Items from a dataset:
- Opening Delimiter -
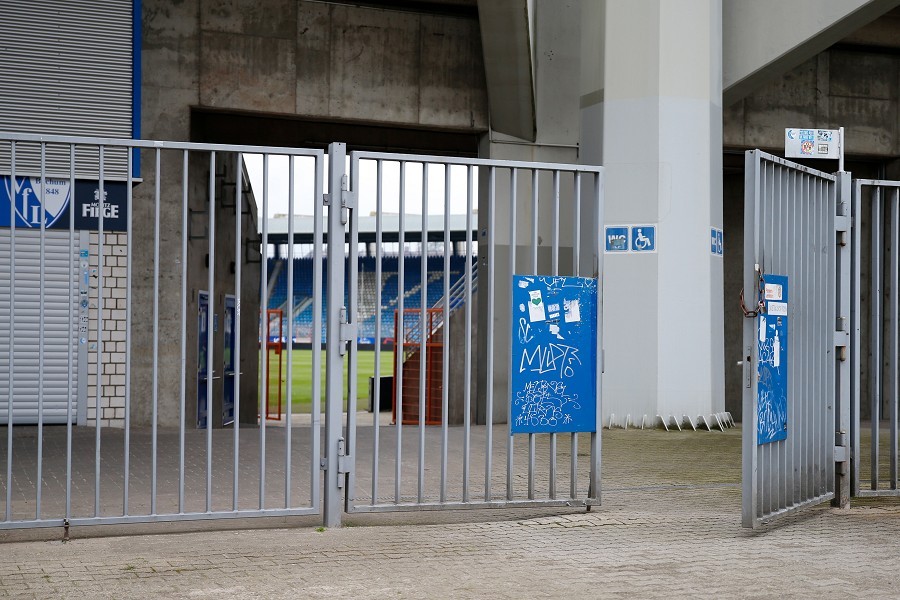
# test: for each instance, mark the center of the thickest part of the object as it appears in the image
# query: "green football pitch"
(302, 377)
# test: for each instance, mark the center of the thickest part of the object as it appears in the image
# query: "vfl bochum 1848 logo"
(30, 196)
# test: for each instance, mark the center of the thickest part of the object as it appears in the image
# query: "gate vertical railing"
(880, 202)
(797, 225)
(431, 484)
(136, 461)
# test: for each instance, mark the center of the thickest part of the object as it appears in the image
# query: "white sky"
- Closing Delimiter -
Quote the records above exactly, leaving out any pictures.

- FINAL ANSWER -
# test: for each instance, mark the center of the thickest part of the object as it appears in the image
# query: "green football pitch"
(302, 377)
# test: for each instance, mark the center of the thickest part of the object as it appears in the image
# query: "vfl bochum 1848 logo"
(30, 196)
# test: for each instance, mark the center of the thickest part of the object as it appears in the image
# query: "gate vertical railing"
(880, 202)
(797, 225)
(431, 484)
(136, 461)
# test: for each instance, mark the center of the thickest part of the object as it appears in the image
# query: "white sky"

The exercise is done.